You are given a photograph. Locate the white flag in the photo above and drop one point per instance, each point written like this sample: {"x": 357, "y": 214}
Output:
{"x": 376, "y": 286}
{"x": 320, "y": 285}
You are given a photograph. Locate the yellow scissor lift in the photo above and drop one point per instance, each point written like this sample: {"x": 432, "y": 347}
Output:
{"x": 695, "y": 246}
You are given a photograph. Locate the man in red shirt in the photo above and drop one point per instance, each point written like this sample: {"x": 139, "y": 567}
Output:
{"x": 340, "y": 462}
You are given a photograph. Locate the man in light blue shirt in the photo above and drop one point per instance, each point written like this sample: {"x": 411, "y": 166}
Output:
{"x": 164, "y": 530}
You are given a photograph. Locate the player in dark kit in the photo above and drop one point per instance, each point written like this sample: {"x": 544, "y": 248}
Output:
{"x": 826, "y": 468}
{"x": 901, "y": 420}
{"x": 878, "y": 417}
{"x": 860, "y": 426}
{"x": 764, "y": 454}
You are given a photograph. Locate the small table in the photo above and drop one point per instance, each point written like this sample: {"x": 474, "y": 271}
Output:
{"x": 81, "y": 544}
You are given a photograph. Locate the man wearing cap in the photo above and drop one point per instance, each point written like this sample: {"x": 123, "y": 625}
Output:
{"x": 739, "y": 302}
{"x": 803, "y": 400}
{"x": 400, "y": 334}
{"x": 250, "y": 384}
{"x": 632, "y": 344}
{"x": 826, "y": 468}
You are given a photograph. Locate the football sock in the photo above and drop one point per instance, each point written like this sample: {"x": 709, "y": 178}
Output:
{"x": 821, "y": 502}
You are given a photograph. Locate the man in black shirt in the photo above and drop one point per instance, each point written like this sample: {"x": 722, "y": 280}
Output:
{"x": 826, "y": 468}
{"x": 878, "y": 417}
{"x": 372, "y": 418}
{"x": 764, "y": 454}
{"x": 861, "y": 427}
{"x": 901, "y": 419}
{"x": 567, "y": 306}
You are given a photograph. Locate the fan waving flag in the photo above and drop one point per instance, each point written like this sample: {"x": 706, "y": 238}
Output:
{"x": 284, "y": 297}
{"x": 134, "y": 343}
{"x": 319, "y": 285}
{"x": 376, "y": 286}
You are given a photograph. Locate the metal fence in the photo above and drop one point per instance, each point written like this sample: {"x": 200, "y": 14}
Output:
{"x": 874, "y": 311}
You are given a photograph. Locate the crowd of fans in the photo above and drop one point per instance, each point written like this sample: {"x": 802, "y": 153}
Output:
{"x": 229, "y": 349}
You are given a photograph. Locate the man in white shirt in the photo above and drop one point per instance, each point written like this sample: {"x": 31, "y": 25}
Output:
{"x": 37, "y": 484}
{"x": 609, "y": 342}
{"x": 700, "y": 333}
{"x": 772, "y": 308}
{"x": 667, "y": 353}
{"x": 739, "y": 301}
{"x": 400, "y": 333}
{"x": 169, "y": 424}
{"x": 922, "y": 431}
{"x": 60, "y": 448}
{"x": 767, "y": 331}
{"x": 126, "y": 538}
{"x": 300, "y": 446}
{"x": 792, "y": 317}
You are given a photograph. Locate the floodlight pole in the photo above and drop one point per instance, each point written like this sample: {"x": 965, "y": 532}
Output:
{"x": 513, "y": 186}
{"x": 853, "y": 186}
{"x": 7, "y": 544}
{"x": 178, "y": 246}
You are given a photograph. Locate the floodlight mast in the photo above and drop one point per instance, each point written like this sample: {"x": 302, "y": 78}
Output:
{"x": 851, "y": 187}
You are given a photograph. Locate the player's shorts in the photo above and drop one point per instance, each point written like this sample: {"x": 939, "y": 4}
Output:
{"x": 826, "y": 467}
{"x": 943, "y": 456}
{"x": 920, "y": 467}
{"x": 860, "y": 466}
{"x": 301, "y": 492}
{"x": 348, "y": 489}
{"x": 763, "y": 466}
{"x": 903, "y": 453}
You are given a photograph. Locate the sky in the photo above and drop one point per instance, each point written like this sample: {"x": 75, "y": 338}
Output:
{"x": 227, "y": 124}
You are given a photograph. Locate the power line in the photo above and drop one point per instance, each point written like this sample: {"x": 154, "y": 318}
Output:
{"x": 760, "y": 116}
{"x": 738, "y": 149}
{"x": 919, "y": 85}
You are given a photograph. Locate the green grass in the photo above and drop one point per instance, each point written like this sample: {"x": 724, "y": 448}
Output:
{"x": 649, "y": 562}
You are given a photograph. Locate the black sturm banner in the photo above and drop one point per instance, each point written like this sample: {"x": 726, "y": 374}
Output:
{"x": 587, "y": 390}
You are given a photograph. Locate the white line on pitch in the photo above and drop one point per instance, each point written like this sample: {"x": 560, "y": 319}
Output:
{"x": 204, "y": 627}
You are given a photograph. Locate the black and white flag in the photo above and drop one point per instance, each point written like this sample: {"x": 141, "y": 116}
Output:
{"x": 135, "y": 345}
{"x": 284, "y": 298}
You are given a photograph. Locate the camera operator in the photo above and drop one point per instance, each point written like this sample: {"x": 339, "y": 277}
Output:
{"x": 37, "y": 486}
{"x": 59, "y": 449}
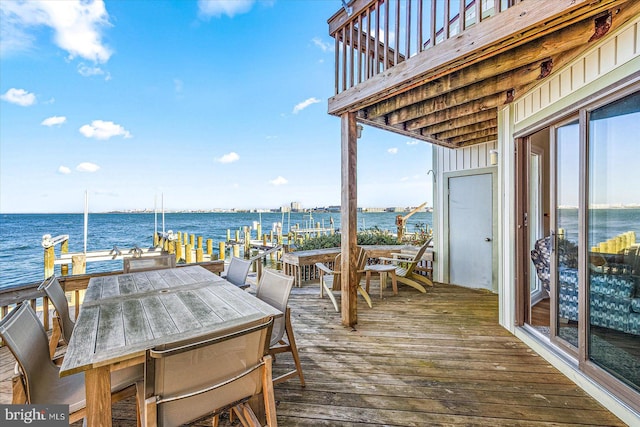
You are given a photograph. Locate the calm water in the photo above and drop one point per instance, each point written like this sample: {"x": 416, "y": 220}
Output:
{"x": 605, "y": 223}
{"x": 22, "y": 255}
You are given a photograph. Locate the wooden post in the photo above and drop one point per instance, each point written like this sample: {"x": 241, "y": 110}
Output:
{"x": 78, "y": 264}
{"x": 178, "y": 250}
{"x": 247, "y": 242}
{"x": 348, "y": 219}
{"x": 64, "y": 249}
{"x": 49, "y": 258}
{"x": 188, "y": 256}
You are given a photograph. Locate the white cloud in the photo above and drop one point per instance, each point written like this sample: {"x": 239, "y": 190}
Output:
{"x": 53, "y": 121}
{"x": 87, "y": 71}
{"x": 304, "y": 104}
{"x": 87, "y": 167}
{"x": 100, "y": 129}
{"x": 20, "y": 97}
{"x": 324, "y": 46}
{"x": 229, "y": 158}
{"x": 208, "y": 8}
{"x": 278, "y": 181}
{"x": 77, "y": 26}
{"x": 178, "y": 85}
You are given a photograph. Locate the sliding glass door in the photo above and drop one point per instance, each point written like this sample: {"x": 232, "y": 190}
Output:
{"x": 613, "y": 229}
{"x": 565, "y": 228}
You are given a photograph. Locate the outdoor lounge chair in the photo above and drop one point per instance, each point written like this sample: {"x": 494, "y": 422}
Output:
{"x": 210, "y": 374}
{"x": 237, "y": 272}
{"x": 330, "y": 279}
{"x": 38, "y": 380}
{"x": 274, "y": 289}
{"x": 62, "y": 323}
{"x": 405, "y": 268}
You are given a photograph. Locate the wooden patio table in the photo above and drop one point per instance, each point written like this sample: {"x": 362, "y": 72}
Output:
{"x": 124, "y": 316}
{"x": 293, "y": 263}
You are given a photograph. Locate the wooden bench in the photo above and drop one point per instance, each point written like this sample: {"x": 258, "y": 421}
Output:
{"x": 148, "y": 263}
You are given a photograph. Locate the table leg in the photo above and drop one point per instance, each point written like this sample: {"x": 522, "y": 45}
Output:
{"x": 394, "y": 282}
{"x": 98, "y": 395}
{"x": 383, "y": 281}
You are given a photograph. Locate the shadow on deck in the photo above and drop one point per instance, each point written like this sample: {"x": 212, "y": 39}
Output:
{"x": 438, "y": 358}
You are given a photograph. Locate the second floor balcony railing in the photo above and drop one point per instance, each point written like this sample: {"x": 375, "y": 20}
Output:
{"x": 372, "y": 36}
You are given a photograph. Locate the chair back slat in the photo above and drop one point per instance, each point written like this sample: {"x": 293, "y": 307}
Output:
{"x": 274, "y": 289}
{"x": 237, "y": 271}
{"x": 56, "y": 295}
{"x": 225, "y": 373}
{"x": 24, "y": 335}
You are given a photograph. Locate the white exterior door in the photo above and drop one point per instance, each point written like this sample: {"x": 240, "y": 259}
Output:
{"x": 471, "y": 231}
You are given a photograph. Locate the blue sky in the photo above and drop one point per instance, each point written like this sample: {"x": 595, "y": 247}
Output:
{"x": 214, "y": 104}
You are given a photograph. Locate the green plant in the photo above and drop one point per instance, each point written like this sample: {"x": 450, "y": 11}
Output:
{"x": 372, "y": 236}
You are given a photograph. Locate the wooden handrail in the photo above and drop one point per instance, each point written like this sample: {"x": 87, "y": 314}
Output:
{"x": 379, "y": 34}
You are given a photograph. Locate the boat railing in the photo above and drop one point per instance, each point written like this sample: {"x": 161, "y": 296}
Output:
{"x": 372, "y": 36}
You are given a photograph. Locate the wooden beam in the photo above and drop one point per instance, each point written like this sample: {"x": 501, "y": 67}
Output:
{"x": 465, "y": 130}
{"x": 415, "y": 134}
{"x": 481, "y": 89}
{"x": 487, "y": 103}
{"x": 463, "y": 139}
{"x": 457, "y": 123}
{"x": 348, "y": 219}
{"x": 518, "y": 25}
{"x": 488, "y": 71}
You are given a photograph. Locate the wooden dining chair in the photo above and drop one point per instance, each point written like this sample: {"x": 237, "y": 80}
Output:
{"x": 330, "y": 278}
{"x": 38, "y": 380}
{"x": 237, "y": 272}
{"x": 189, "y": 379}
{"x": 62, "y": 323}
{"x": 130, "y": 265}
{"x": 405, "y": 265}
{"x": 274, "y": 289}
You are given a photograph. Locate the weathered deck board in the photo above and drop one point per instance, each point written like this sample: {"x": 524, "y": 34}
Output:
{"x": 438, "y": 358}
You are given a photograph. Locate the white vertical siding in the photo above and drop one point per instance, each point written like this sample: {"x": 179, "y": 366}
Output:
{"x": 474, "y": 157}
{"x": 611, "y": 60}
{"x": 610, "y": 54}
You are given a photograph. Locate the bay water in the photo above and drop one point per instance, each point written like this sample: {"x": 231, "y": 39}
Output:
{"x": 22, "y": 254}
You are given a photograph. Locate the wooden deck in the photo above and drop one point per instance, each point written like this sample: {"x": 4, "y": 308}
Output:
{"x": 438, "y": 358}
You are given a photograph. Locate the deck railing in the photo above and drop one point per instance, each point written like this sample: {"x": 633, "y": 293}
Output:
{"x": 372, "y": 36}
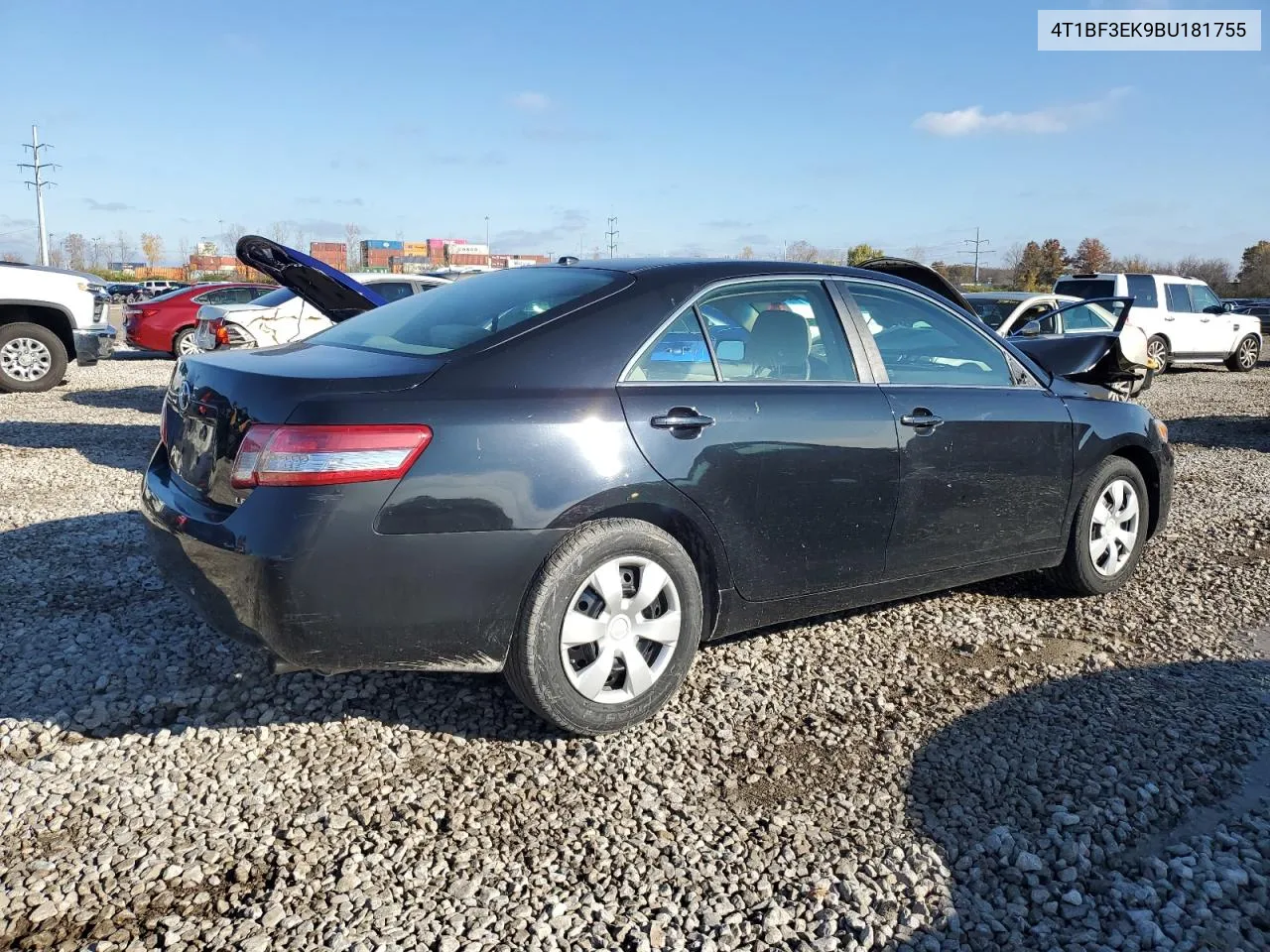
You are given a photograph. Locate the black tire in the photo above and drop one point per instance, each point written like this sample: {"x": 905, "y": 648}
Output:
{"x": 1245, "y": 357}
{"x": 535, "y": 666}
{"x": 58, "y": 358}
{"x": 1078, "y": 572}
{"x": 182, "y": 335}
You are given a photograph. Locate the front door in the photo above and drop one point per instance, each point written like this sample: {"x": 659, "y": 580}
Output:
{"x": 771, "y": 431}
{"x": 985, "y": 452}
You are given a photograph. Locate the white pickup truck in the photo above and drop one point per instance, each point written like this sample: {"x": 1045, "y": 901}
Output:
{"x": 48, "y": 315}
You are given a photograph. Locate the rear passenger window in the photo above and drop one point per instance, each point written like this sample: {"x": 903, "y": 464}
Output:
{"x": 776, "y": 331}
{"x": 922, "y": 343}
{"x": 1179, "y": 298}
{"x": 677, "y": 353}
{"x": 1142, "y": 290}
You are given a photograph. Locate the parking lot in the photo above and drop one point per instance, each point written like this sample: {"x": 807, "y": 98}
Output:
{"x": 953, "y": 771}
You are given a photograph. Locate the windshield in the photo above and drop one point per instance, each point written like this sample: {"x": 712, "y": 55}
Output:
{"x": 278, "y": 296}
{"x": 454, "y": 315}
{"x": 993, "y": 311}
{"x": 1086, "y": 287}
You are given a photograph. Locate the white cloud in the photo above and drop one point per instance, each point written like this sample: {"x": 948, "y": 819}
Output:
{"x": 531, "y": 102}
{"x": 1047, "y": 121}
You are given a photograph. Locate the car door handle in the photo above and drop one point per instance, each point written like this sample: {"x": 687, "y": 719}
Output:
{"x": 683, "y": 417}
{"x": 922, "y": 419}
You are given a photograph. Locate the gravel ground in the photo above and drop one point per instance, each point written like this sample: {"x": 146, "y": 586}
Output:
{"x": 989, "y": 769}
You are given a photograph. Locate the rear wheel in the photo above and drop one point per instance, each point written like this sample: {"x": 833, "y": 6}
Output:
{"x": 183, "y": 344}
{"x": 1109, "y": 531}
{"x": 1157, "y": 348}
{"x": 610, "y": 627}
{"x": 32, "y": 358}
{"x": 1245, "y": 356}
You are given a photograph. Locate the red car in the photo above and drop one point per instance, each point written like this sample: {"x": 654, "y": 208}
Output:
{"x": 168, "y": 322}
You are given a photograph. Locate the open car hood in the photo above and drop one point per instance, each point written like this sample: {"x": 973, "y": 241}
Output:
{"x": 326, "y": 289}
{"x": 920, "y": 275}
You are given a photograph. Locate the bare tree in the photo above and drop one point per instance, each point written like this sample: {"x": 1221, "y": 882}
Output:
{"x": 861, "y": 253}
{"x": 151, "y": 246}
{"x": 76, "y": 250}
{"x": 123, "y": 245}
{"x": 352, "y": 232}
{"x": 802, "y": 252}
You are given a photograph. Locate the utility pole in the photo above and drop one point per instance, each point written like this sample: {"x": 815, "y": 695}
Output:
{"x": 612, "y": 235}
{"x": 37, "y": 167}
{"x": 975, "y": 241}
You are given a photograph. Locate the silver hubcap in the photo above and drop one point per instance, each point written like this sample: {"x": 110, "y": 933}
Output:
{"x": 1114, "y": 530}
{"x": 26, "y": 359}
{"x": 620, "y": 631}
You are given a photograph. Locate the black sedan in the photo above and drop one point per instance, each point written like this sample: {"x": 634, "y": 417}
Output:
{"x": 515, "y": 472}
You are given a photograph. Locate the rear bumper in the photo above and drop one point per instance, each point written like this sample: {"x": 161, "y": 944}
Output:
{"x": 303, "y": 574}
{"x": 93, "y": 344}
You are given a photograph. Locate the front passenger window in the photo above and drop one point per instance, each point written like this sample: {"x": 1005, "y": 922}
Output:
{"x": 922, "y": 343}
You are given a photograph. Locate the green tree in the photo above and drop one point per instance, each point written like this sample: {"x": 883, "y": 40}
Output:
{"x": 861, "y": 253}
{"x": 1028, "y": 271}
{"x": 1091, "y": 257}
{"x": 1053, "y": 263}
{"x": 1255, "y": 271}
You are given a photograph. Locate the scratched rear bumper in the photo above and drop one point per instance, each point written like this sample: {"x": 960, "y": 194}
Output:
{"x": 305, "y": 576}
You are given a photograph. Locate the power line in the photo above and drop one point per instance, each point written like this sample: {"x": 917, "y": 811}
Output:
{"x": 976, "y": 241}
{"x": 37, "y": 167}
{"x": 612, "y": 235}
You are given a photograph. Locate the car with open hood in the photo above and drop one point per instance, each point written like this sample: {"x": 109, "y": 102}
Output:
{"x": 284, "y": 315}
{"x": 507, "y": 475}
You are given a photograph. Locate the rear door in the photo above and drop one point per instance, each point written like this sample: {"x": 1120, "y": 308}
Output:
{"x": 1182, "y": 324}
{"x": 776, "y": 430}
{"x": 985, "y": 452}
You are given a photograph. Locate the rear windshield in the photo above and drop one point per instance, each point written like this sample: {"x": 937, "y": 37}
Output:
{"x": 993, "y": 312}
{"x": 456, "y": 315}
{"x": 278, "y": 296}
{"x": 1086, "y": 287}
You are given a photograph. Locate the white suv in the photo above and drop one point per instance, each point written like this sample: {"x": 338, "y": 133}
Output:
{"x": 281, "y": 317}
{"x": 1183, "y": 318}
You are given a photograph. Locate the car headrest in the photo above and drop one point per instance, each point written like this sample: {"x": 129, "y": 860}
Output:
{"x": 779, "y": 344}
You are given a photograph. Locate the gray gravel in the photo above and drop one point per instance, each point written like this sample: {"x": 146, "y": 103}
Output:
{"x": 989, "y": 769}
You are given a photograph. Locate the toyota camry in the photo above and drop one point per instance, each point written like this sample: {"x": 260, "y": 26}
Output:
{"x": 576, "y": 474}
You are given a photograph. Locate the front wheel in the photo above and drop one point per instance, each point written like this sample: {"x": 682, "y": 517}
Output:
{"x": 32, "y": 358}
{"x": 1109, "y": 531}
{"x": 610, "y": 627}
{"x": 1245, "y": 356}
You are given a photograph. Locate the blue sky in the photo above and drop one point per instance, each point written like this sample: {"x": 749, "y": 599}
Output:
{"x": 702, "y": 127}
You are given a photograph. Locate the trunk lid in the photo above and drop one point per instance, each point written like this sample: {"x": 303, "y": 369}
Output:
{"x": 326, "y": 289}
{"x": 921, "y": 276}
{"x": 212, "y": 400}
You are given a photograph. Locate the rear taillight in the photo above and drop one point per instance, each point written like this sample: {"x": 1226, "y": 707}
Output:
• • • • • • •
### Exercise description
Write the lines out verbatim, from the one with "You are given a photograph. Locate the rear windshield" through the last line of the entries, and stop there.

### Answer for this exercise
You are given a photograph. Locate the rear windshield in the photo above and drop one point per instance, each point written like this sample: {"x": 937, "y": 37}
Output:
{"x": 993, "y": 312}
{"x": 456, "y": 315}
{"x": 278, "y": 296}
{"x": 1086, "y": 287}
You are given a photograph. Locate the white suv in the photo above and drop one point per instance, each point written like this sample: {"x": 338, "y": 133}
Output:
{"x": 281, "y": 317}
{"x": 1183, "y": 318}
You are given a photograph. Locate the car headrest in the photo above and drop one point per instance, each point written like this sample: {"x": 129, "y": 860}
Output:
{"x": 779, "y": 344}
You are given a photograph. Locate the gray gravel in the photo above and drop one point per instance, each point written like this sample: {"x": 146, "y": 103}
Output:
{"x": 989, "y": 769}
You are given a photograph. Locate the toyota camry in the photo above and drop one point per instance, each point written like this sample: {"x": 260, "y": 26}
Output:
{"x": 576, "y": 474}
You are given a photograph. Locate the front wheel in the photo above and drop one point per instance, each point written like this sample: {"x": 682, "y": 517}
Output:
{"x": 32, "y": 358}
{"x": 1109, "y": 531}
{"x": 610, "y": 627}
{"x": 1245, "y": 356}
You are given a photograph. Locate the blue sky in the photo above and drop one point per instance, each point written like this sample: {"x": 749, "y": 599}
Output:
{"x": 702, "y": 127}
You are given a photograph. Locate the trunk lid in the photo above and drop one point per instance, each point written like this sample: {"x": 303, "y": 369}
Output:
{"x": 326, "y": 289}
{"x": 921, "y": 276}
{"x": 212, "y": 400}
You are given a photograph. Locate the rear taillight in the photo above and drop one point per instance, each point written like this sample: {"x": 1226, "y": 707}
Output:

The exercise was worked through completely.